Prompt: Rewrite the rows below, changing "that would be a great help" to "that would be very helpful" everywhere it appears and keeping everything else the same. Leave the pictures out.

Entries provided:
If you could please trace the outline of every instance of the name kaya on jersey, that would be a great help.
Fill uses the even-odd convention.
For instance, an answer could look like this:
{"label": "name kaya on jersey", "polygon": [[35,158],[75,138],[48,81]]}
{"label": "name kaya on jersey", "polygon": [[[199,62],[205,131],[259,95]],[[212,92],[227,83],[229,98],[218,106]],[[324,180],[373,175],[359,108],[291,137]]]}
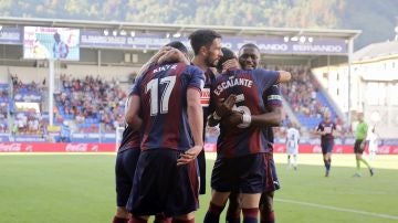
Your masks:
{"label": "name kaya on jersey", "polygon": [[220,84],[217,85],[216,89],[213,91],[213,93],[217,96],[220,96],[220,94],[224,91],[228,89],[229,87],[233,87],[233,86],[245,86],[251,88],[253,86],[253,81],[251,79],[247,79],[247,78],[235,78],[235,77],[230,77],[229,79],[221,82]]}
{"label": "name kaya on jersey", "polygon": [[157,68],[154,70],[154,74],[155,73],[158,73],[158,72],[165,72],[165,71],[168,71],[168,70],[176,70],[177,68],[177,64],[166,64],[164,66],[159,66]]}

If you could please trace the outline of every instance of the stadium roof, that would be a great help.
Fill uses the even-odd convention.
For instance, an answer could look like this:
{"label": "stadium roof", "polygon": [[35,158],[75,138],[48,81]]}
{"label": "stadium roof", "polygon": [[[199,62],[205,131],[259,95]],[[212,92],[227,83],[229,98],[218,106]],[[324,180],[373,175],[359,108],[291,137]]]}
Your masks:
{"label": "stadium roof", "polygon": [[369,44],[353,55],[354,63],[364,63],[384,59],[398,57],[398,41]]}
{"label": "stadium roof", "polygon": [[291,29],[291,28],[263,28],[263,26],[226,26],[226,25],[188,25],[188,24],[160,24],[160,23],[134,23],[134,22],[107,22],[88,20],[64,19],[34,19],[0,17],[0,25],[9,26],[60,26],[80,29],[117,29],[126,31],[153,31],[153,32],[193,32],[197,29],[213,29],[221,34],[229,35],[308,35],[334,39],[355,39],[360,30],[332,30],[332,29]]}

Task response:
If you could please trace the outline of every instance of the name kaya on jersey, that would be very helpful.
Fill uses the even-odd convention.
For instance, an answer could look like this:
{"label": "name kaya on jersey", "polygon": [[35,158],[75,138],[48,81]]}
{"label": "name kaya on jersey", "polygon": [[[199,62],[205,131],[259,95]],[[212,92],[227,83],[229,98],[218,106]],[[324,180],[373,175],[359,108],[291,137]]]}
Your masks:
{"label": "name kaya on jersey", "polygon": [[220,84],[217,85],[216,89],[213,91],[213,93],[217,96],[220,96],[220,94],[224,91],[228,89],[229,87],[233,87],[233,86],[245,86],[251,88],[253,86],[253,81],[251,79],[247,79],[247,78],[235,78],[235,77],[230,77],[229,79],[221,82]]}
{"label": "name kaya on jersey", "polygon": [[157,68],[154,70],[154,74],[155,73],[158,73],[158,72],[165,72],[165,71],[168,71],[168,70],[176,70],[177,68],[177,64],[166,64],[164,66],[159,66]]}

If you could please trace the outline of every instance of the stadium roof, that would be very helpful.
Fill uses the even-odd convention.
For instance, an answer could look like this:
{"label": "stadium roof", "polygon": [[35,158],[75,138],[48,81]]}
{"label": "stadium roof", "polygon": [[[199,62],[205,131],[259,95]],[[212,92],[227,83],[229,98],[218,106]],[[324,180],[373,175],[359,108],[291,137]]]}
Your masks:
{"label": "stadium roof", "polygon": [[369,44],[353,55],[354,63],[364,63],[384,59],[398,57],[398,41]]}
{"label": "stadium roof", "polygon": [[291,29],[291,28],[263,28],[263,26],[226,26],[226,25],[188,25],[188,24],[160,24],[160,23],[134,23],[134,22],[107,22],[88,20],[64,19],[34,19],[0,17],[0,25],[9,26],[60,26],[80,29],[117,29],[126,31],[153,31],[153,32],[193,32],[197,29],[213,29],[221,34],[229,35],[308,35],[334,39],[355,39],[360,30],[332,30],[332,29]]}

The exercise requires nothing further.